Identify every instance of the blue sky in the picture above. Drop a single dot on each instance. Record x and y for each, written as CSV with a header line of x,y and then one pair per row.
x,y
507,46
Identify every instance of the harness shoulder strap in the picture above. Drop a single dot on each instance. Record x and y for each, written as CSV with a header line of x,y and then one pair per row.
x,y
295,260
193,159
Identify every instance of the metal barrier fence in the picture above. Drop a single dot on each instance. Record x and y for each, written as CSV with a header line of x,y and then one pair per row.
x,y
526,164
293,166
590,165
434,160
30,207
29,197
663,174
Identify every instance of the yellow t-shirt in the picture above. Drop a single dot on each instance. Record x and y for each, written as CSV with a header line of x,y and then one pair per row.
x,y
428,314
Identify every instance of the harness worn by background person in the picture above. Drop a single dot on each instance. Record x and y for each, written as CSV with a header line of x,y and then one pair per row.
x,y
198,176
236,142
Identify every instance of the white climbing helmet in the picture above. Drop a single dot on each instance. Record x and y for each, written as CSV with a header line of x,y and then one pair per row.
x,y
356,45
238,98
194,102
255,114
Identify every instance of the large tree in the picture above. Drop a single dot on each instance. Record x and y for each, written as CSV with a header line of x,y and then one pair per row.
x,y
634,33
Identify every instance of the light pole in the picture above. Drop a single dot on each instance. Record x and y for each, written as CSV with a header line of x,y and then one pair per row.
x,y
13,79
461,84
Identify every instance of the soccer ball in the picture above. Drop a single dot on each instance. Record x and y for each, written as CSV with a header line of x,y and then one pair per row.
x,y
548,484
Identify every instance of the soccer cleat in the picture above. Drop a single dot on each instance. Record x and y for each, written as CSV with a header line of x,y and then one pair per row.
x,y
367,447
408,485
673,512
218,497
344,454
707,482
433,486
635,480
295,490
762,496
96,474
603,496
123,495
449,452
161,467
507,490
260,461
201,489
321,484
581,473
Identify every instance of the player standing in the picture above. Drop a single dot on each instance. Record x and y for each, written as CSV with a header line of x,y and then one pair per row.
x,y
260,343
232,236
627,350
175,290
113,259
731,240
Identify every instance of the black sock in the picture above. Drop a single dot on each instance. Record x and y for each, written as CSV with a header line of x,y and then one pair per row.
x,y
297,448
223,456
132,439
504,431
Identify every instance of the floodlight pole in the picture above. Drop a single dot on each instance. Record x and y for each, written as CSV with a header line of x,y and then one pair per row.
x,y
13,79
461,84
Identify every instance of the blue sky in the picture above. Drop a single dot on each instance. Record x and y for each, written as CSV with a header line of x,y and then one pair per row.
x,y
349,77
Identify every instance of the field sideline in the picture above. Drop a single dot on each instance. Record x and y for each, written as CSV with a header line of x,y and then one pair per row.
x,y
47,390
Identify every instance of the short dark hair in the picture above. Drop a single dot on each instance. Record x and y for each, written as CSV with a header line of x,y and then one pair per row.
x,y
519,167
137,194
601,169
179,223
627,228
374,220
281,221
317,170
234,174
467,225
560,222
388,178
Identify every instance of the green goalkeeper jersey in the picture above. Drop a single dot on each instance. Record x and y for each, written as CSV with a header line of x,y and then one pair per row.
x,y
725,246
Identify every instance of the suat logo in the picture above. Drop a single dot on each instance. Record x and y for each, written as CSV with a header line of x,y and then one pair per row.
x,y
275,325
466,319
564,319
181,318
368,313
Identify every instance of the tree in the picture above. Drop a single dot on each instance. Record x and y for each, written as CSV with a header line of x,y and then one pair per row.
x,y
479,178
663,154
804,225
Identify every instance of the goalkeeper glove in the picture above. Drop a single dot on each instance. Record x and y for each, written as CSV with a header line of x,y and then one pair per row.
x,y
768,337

* * *

→ **What you will do**:
Write the whole listing out again exactly.

→ **Output**:
Identify every instance of the blue sky in the picture above. Drop a single dot on each instance. Record x and y for each, written as CSV with a header line of x,y and then one pair per row.
x,y
507,46
Identify every instance of the harness shoulder strap in the picture above. Drop a single dot on each instance. Record x and y for each, written as CSV with a header line of x,y and then one pair per row.
x,y
295,260
193,159
Identify every instance of the metal barrier fence in the picture above. Drop a single dot on each instance. Record x and y for each, written as CSV with a header line of x,y and then one pair per row.
x,y
526,164
293,166
590,165
434,160
30,207
29,197
663,174
Identify every instance of the yellow t-shirt in the picture above. Drop a single dot on each instance. Record x and y for each, written as CSV with a header line of x,y and then one pair per row.
x,y
428,314
Identify every instance of the harness worn by background person in the picture above. Drop a single dot on each instance. Record x and y for each, written as CSV with a header line of x,y and then one pair per row.
x,y
198,176
236,142
Identify every instance of the white climbing helmet in the picture above. Drop a single dot on each instance. Record x and y for each, written as CSV with a header line of x,y and then one pair per row.
x,y
356,45
238,98
194,102
255,114
Identify every instance of the large tree in the picture above. Drop a single dot on each instance. Record x and y for each, written as CSV with a header line of x,y and then one pair per row.
x,y
634,33
Identify every instance of the light pole in the picture above. Drop a single dot on each instance. Record x and y for each, written as CSV with a header line of x,y and then one pair per row.
x,y
13,79
461,84
Identify every instance of the soccer ball in the picture above. Drop a single dot on each instance. Record x and y for each, written as CSV with a header line of x,y and then one pair per row.
x,y
548,484
Identify every instance of the soccer cleat in the picture above. Drop a single dot on each instance. Record x and y for each, written as CSV with a header line of x,y and then one pair per row.
x,y
367,447
408,485
673,512
218,497
344,454
707,482
433,486
635,480
295,490
762,496
96,474
603,496
123,495
449,452
161,467
507,490
260,461
201,489
321,484
581,473
Identify every instance of the player standing in the picture above. Drop a single dot on each instance. Record x and y for each, written as CSV with a header line of x,y and then one pair per row.
x,y
260,343
232,236
627,350
175,290
113,259
731,240
Identify every instance of the black sock in the picture above. Drop a single dot on each instance. Record x and y for each, written as CSV with a header line of x,y and then one pair per row.
x,y
297,448
223,456
132,439
504,431
Identify every instance of the floodlight pole in the picture above. Drop a single dot on each instance. Record x and y for each, written as CSV with a header line of x,y and then one pair per row.
x,y
13,79
461,84
Identify every instance of the blue sky in the picture above. Drop a single dot on each instance. Record x and y for each, written as CSV with a header line of x,y and then one pair per row.
x,y
349,77
Identify every instance of the field sideline in the picture above. Drop a single dot on each instance. Record x and y for each, written as CSV with a header line of x,y and then one pair per row.
x,y
47,390
Identify every instance of the short dark hair in the picture above. Drop a single dot on each instance. Record x and y for each, written as CSV with a header line of x,y and then one pair per row.
x,y
519,167
137,194
601,169
179,223
627,228
374,220
281,221
317,170
234,174
467,225
560,222
388,178
Identify every instance of the green goalkeeper jersey in the picture above. Drop a single dot on each instance. Record x and y for each, written as CSV with a header line of x,y and then one pair per row.
x,y
725,246
Identify every instance of the suat logo in the picture above. Drop a single dot on each instance. Record x and y for each, written as CSV with a header line of x,y and then one pair per row.
x,y
275,325
466,319
564,319
181,318
368,313
Identify every instance of the tree in the picture above. Drop a single dot on each instance. Record x and y for each, written as CSV with a header line of x,y and then one pair per row.
x,y
479,178
663,154
804,225
Identify every instance of the goalkeeper glove in the picture above. Drop a single dot on each instance. Record x and y for each, written as CSV with a header line of x,y and then one pair per row.
x,y
768,337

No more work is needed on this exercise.